Dans le texte extrait ci-dessous, recopiez mot pour mot le passage qui va de « Des résistances auxquelles » jusqu'à « sur le terrain. ».

TEXTE EXTRAIT:
▶

Et ce, afin de ne pas trop augmenter la charge de travail, peur numéro une des salariés du diffuseur public, à l’aube de cette nouvelle organisation. Et même si les cadres se disent à l’écoute de ces préoccupation et les employés plutôt rassurés, ces derniers indiquent que, parfois, les différentes responsabilités peuvent être lourdes à porter.

«On attend désormais des journalistes sur le terrain qu’ils soient en mesure de : a) recueillir le matériel nécessaire à la préparation d’un topo pour le Téléjournal, indique Julien Paquette, b) assurer le montage de ce reportage avant 18h, c) préparer (avant midi) un «faux direct» à la radio et mettre à jour cette intervention lorsque l’histoire suivie connaît des développements, d) envoyer des tweets avec des photos et, dans la mesure du possible, e) écrire un texte prêt à être mis en ligne. En fin de journée, on demande également aux journalistes de préparer un topo radio pour le lendemain matin et de laisser une suggestion de sujet au journaliste en devoir tôt le matin.»

Résistances

D’où un certain nombre de résistances. D’ordre financières au début de la mise en place du plan alors que l’ex-gouvernement conservateur annonçait coupures sur coupures et que le changement s’accompagnait d’une réduction drastique des effectifs – entre 2009 et 2020, un tiers de la main d’œuvre aura été abolie.

Résistances de l’ordre des ressources humaines également.

«Des fois, j’ai l’impression que, par la force des choses, on a tellement de grosses commandes, il faut tellement alimenter vite, qu’on en vient à faire de la saucisse.» M. Paquette rapporte ainsi les propos d’un des journalistes du bureau d’Ottawa ayant participé à un forum de discussion pour les besoins de sa thèse.

Des résistances auxquelles les directeurs se disent attentifs et auxquelles ils répondent par de l’écoute, de la formation et la mise en place de projets pilotes concernant l’adoption de certaines technologies destinées à faciliter le travail des journalistes sur le terrain.

Julien Paquette rapporte qu’environ 15 % de la main d’œuvre est proactive au sujet de l’intégration des technologies dans leur environnement de travail. Quinze autres pour cent y sont réfractaires, et au milieu, 70 % attendent d’être convaincus. Le directeur général de l’information, Michel Cormier, estime que c’est ceux-là qu’il faut parvenir à guider vers le changement pour mener à bien le virage numérique.

◀

DONNÉES ENREGISTRÉES:
▶

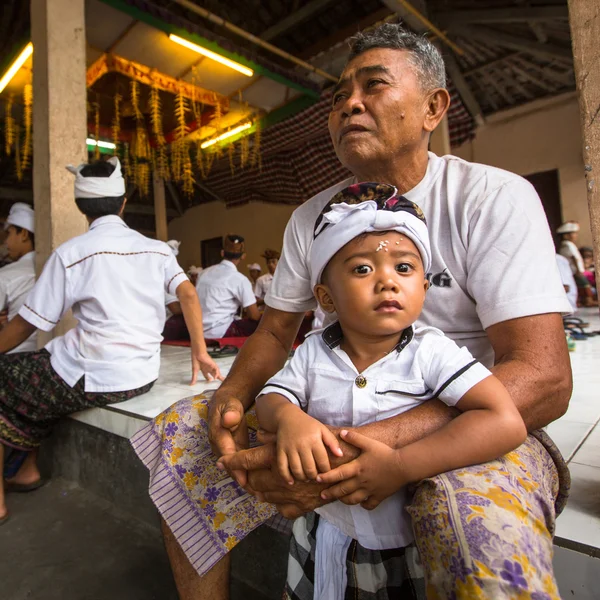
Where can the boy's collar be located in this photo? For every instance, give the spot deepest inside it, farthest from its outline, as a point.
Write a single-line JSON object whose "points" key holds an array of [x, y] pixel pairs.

◀

RÉPONSE COMPLÈTE:
Des résistances auxquelles les directeurs se disent attentifs et auxquelles ils répondent par de l’écoute, de la formation et la mise en place de projets pilotes concernant l’adoption de certaines technologies destinées à faciliter le travail des journalistes sur le terrain.